Exercise brief :: For the data below, give again exactly the lines from the one containing "[(83, 126), (333, 153), (378, 115), (343, 305)]" through the one containing "In this exercise you will point out the green", both ends included, and no others.

*** Data for this exercise Section Begins ***

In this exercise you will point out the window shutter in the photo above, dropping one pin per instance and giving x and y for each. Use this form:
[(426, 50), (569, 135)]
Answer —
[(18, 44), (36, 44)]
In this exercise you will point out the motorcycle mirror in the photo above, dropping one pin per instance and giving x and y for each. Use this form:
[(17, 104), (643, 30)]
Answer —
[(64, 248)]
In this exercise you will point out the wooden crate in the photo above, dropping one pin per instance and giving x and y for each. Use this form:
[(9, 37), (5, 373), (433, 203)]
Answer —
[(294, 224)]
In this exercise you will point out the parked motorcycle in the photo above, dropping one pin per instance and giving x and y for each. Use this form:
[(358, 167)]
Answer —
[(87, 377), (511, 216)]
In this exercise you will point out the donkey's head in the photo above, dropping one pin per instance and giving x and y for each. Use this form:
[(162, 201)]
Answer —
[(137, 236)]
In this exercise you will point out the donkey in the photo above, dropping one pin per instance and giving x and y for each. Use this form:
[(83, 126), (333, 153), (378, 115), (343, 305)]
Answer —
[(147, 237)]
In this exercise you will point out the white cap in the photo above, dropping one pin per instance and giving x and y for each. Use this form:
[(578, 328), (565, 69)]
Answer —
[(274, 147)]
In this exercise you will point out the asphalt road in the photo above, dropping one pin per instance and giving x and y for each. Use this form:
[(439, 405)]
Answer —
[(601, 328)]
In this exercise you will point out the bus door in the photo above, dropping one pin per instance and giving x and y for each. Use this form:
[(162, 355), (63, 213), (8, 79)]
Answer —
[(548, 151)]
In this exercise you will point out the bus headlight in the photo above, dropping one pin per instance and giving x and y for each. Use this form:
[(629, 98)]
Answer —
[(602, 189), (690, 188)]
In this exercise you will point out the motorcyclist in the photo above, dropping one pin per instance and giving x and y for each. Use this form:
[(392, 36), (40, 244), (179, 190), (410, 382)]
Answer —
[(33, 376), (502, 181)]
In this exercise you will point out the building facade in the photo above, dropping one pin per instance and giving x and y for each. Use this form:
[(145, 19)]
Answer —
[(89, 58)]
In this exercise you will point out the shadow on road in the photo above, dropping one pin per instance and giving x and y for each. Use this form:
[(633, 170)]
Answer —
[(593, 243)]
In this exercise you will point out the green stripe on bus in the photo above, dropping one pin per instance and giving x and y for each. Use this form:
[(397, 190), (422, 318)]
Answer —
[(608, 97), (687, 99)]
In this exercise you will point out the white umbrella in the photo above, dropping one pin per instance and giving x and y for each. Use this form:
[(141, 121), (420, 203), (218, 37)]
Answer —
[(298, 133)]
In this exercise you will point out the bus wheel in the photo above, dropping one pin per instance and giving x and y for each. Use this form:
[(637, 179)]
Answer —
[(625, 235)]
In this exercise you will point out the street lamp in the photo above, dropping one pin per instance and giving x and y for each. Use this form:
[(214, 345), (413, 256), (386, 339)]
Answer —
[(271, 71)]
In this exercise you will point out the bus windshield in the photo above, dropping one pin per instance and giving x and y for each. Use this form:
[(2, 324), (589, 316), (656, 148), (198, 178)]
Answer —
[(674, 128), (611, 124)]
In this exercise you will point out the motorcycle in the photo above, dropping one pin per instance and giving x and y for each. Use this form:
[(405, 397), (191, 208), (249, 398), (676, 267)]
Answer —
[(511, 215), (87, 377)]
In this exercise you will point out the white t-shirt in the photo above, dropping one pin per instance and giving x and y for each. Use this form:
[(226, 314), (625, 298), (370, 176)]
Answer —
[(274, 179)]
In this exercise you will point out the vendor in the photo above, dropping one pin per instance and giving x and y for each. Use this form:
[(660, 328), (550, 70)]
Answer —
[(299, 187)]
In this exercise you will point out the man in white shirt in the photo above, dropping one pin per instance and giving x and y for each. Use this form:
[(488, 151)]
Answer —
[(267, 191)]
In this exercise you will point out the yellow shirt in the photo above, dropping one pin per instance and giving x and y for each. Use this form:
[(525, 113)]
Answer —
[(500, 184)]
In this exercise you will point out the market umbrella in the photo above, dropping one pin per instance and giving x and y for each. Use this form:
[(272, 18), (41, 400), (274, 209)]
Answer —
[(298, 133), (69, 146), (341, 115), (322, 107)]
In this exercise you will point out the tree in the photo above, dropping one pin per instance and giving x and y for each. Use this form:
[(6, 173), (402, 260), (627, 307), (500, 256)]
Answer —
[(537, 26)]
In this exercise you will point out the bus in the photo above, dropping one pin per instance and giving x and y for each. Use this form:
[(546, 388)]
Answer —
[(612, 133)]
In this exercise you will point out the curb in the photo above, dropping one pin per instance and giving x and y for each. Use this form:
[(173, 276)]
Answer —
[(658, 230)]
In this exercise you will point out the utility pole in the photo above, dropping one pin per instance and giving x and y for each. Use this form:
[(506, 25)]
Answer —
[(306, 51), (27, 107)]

*** Data for this exercise Section Ends ***

Written solution ::
[(83, 126), (333, 153), (378, 115), (343, 305)]
Answer —
[(147, 237)]
In this exercise you will point out the white cap in the photo above, dropping one pin per instance and giving x and y for each. Use this form:
[(578, 328), (565, 69)]
Answer —
[(274, 147)]
In this exercise you will point out the asphalt road in the photo above, dropping one pin per instance and giving x and y for each. Use this form:
[(439, 405)]
Answer —
[(601, 328)]
In this exercise you will point out the bus door in the photo above, dropping one pin per instance and giving x and y for each. Use this form:
[(162, 355), (63, 213), (8, 79)]
Answer —
[(548, 151)]
In this exercise you will point out the bus headlight in the photo above, dropping one pin per instance and giving x and y for each. Use this form:
[(629, 98)]
Answer —
[(602, 189), (690, 188)]
In this exercise you will point out the motorcyclist in the photo above, dropping one pin per instance and giving x and y for each. Use this form:
[(392, 36), (40, 244), (179, 190), (410, 382)]
Answer —
[(33, 376), (502, 181)]
In this exercise you will point out the building facade in the photo above, dropping one pin per instance and giving x and y for each. Use this form:
[(145, 19)]
Answer —
[(89, 58)]
In this exercise you will point out the shadow on road in the photo above, dropping one pin per instance and giving x and y for each. Use this form:
[(633, 170)]
Answer —
[(593, 243)]
In this exercise you will point out the green stripe on bus in the photo above, dropping one pin per instance and giving x and y for each. Use this form:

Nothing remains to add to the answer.